• Exercise
Which lines in the material below contain the string "green"? Copy each one, matching case exactly.

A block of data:
☆ ☆ ☆

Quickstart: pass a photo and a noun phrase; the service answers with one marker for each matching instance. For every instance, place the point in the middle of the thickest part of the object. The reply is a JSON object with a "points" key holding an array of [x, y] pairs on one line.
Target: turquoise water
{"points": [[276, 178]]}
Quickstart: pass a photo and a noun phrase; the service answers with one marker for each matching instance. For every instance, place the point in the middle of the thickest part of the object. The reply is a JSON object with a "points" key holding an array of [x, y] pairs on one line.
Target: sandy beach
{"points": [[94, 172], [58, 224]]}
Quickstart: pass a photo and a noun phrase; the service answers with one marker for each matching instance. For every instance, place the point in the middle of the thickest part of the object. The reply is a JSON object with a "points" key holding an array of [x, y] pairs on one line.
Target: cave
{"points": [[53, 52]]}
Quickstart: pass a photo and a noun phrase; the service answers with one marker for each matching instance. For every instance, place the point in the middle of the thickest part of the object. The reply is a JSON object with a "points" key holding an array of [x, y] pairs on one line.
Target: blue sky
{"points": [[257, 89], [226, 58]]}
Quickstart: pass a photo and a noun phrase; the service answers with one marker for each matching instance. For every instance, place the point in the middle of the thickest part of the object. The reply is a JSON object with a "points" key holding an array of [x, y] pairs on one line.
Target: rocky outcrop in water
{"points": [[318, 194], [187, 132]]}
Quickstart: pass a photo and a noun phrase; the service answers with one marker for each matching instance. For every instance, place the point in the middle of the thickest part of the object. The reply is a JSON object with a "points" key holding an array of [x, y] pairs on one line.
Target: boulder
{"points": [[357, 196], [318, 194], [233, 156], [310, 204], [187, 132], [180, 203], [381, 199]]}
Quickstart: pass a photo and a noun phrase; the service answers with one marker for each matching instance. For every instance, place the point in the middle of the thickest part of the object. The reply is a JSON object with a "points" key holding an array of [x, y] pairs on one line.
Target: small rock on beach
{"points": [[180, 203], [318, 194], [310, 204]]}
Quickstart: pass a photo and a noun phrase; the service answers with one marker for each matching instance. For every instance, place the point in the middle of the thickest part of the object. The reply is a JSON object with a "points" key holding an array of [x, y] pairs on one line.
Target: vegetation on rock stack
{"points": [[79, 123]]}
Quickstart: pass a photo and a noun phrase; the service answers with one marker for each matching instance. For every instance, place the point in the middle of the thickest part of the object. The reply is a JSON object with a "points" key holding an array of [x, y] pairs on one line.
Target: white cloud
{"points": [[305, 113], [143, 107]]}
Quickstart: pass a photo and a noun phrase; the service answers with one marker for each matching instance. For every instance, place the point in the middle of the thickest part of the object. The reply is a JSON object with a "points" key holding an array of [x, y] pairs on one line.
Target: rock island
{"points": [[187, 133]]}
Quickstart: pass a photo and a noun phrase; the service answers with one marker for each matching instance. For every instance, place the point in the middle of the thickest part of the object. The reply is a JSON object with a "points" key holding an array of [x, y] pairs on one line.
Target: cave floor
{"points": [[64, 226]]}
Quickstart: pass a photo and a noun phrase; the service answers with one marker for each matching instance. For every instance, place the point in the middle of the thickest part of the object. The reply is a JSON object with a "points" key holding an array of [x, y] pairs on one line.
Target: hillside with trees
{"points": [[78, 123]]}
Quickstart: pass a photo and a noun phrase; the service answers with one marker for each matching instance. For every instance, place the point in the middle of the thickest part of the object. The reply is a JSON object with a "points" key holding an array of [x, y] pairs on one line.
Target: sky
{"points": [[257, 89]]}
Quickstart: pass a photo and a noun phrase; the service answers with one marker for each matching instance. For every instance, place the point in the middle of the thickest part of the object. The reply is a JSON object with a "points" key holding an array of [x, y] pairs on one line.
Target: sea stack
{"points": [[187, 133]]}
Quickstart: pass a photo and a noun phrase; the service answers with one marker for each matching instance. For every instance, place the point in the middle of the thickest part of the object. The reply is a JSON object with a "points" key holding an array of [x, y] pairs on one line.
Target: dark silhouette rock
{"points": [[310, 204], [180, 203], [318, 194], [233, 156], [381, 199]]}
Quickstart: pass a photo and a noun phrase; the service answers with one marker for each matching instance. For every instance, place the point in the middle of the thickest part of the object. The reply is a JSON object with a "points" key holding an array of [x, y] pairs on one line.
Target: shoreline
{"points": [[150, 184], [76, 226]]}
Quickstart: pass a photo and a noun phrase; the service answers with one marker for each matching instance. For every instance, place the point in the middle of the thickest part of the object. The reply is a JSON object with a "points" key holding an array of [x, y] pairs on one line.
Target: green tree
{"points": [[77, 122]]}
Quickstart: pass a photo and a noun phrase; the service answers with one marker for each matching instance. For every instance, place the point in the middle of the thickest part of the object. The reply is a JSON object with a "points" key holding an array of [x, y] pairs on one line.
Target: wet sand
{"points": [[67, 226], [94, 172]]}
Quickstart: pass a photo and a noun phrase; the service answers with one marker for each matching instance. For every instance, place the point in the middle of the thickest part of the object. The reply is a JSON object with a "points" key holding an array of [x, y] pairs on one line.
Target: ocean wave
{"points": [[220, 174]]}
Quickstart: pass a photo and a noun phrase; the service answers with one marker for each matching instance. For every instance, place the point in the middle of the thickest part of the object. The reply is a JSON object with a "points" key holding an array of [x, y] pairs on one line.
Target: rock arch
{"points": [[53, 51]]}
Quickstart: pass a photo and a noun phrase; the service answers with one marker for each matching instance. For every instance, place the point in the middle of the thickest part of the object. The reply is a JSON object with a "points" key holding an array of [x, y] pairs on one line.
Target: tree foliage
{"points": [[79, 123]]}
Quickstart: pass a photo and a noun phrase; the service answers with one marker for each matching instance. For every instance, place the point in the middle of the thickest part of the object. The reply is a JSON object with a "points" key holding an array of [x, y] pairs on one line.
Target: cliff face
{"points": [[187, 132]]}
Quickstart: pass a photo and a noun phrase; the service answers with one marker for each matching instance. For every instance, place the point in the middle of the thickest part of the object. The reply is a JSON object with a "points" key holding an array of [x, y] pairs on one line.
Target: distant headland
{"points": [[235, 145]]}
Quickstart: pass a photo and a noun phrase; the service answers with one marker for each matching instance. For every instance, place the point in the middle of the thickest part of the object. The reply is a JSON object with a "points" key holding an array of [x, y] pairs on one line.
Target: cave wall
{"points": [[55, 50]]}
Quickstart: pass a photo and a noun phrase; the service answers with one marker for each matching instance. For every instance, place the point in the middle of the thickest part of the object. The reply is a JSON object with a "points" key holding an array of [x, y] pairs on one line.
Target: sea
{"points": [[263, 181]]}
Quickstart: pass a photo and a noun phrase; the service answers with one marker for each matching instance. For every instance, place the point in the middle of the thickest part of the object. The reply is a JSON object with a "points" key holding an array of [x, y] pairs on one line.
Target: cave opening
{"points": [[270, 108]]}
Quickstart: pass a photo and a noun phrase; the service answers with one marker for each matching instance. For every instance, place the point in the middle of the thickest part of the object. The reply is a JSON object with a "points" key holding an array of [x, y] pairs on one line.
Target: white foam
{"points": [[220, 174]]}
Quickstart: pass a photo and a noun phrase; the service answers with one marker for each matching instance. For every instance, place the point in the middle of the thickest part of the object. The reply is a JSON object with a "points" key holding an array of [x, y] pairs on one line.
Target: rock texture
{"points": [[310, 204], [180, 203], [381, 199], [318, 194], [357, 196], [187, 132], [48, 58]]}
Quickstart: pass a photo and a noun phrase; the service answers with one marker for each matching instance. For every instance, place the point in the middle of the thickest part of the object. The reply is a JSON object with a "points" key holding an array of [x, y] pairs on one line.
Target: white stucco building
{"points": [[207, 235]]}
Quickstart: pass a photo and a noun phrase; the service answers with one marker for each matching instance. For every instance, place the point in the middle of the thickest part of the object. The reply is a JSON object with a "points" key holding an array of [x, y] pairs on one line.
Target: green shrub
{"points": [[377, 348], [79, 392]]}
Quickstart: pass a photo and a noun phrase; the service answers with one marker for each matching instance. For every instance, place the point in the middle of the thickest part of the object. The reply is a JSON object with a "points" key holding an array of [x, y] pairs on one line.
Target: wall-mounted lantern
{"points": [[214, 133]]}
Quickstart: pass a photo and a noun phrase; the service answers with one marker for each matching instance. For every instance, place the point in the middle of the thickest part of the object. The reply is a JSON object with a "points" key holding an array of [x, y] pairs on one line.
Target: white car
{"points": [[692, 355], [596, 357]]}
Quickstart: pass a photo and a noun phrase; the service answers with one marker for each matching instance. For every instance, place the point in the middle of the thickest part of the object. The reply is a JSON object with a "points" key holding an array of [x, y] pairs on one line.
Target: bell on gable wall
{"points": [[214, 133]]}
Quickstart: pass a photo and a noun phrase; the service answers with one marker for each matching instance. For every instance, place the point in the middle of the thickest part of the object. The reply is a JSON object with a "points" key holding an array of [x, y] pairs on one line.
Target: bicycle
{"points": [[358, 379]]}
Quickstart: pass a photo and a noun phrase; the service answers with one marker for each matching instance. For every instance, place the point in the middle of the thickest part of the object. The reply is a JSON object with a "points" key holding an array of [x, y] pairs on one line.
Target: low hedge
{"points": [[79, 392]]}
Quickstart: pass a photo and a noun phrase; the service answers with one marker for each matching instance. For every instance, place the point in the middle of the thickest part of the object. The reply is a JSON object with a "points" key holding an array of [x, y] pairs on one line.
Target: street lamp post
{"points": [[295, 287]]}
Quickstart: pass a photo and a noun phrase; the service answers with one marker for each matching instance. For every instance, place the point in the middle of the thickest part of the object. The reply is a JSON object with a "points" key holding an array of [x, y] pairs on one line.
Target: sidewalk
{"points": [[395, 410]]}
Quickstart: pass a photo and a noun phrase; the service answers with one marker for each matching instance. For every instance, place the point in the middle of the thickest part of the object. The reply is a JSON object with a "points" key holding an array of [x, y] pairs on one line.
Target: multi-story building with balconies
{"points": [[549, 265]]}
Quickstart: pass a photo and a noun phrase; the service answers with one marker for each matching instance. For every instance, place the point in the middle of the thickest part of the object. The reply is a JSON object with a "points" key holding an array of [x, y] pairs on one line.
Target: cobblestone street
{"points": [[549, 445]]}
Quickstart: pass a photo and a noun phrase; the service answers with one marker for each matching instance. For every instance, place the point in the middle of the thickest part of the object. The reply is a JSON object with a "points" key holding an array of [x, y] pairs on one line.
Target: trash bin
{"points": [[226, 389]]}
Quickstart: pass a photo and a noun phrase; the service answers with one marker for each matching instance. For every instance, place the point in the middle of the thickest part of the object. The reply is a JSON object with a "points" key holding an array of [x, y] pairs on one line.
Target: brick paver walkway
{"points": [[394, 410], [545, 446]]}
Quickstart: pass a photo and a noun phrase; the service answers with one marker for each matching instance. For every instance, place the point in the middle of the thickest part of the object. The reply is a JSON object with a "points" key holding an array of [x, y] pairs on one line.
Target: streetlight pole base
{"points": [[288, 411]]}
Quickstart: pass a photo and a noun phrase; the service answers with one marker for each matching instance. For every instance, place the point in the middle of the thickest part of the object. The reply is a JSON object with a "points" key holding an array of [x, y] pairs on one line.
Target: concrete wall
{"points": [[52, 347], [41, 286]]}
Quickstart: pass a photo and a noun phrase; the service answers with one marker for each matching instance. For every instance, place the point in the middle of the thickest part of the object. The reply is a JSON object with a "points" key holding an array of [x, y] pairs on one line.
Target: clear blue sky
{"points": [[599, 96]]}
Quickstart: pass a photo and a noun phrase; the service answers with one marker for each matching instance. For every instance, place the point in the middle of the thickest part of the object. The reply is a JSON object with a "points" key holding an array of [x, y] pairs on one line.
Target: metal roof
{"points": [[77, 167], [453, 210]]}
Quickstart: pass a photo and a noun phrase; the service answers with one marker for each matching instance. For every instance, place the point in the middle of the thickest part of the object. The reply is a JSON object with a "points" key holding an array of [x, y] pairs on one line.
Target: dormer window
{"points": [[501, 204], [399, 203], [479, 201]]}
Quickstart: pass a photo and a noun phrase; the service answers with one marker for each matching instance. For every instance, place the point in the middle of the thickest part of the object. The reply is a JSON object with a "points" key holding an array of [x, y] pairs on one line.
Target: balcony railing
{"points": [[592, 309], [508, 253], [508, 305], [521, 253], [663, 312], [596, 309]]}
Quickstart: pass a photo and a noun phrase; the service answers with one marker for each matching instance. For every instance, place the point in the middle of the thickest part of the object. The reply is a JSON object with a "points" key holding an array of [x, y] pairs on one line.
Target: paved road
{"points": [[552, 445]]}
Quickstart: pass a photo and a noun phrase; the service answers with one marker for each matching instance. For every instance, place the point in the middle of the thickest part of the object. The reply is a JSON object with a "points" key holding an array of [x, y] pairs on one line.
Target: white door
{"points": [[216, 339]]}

☆ ☆ ☆

• Solution to this exercise
Target: green tree
Target: green shrub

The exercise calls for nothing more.